** Task inputs **
=-=-=-=-=

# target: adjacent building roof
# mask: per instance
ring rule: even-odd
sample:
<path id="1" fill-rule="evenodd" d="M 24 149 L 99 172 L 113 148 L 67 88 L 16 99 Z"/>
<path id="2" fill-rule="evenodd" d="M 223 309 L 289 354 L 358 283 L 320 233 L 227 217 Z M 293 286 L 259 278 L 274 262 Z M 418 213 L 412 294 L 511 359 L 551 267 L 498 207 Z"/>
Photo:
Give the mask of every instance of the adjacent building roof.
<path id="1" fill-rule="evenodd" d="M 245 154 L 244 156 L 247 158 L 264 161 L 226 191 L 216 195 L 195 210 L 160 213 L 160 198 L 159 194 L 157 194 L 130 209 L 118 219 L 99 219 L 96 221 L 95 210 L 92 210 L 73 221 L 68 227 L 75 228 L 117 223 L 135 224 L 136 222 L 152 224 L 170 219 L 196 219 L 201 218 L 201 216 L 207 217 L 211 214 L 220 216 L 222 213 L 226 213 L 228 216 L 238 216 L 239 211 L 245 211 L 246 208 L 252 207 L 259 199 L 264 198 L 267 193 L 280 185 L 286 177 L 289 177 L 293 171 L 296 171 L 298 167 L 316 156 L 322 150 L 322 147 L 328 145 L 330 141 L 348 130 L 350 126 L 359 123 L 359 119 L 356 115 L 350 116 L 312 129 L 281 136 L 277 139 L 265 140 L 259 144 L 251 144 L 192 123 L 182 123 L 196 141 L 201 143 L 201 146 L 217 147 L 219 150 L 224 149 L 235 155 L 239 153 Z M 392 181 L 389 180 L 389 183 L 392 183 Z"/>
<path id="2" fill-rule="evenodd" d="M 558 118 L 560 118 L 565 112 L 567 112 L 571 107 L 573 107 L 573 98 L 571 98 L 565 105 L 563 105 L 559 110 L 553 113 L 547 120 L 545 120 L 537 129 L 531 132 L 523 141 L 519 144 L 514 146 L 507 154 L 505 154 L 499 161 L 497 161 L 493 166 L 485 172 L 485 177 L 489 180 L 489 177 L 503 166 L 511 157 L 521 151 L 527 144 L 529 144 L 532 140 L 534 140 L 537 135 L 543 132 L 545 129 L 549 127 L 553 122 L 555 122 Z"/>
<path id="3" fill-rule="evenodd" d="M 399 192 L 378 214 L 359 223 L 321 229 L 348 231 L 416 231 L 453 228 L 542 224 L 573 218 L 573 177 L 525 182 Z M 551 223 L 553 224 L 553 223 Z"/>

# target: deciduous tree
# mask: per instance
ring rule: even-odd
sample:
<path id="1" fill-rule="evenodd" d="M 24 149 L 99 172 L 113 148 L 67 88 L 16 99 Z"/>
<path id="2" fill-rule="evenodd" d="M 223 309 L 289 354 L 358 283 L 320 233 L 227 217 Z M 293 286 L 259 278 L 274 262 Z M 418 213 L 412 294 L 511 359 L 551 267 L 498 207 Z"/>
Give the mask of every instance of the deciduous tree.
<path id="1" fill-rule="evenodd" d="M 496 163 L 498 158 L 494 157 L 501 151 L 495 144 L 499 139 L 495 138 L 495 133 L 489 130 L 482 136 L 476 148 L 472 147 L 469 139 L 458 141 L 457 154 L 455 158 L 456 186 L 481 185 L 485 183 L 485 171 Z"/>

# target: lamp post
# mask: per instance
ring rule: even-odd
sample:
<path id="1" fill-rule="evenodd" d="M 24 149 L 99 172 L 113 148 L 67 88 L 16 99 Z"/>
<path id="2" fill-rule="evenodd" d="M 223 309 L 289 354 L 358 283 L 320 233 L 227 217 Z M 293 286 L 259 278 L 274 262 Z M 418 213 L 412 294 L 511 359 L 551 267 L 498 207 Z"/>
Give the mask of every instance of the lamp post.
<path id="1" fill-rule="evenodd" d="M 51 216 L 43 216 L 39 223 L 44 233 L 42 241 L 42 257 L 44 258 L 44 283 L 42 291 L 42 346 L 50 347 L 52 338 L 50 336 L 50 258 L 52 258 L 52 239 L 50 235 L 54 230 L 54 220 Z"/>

=-=-=-=-=

** Problem **
When a line among the entries contains "target", pull that line out.

** Reply **
# target: adjacent building roof
# target: deciduous tree
# target: lamp post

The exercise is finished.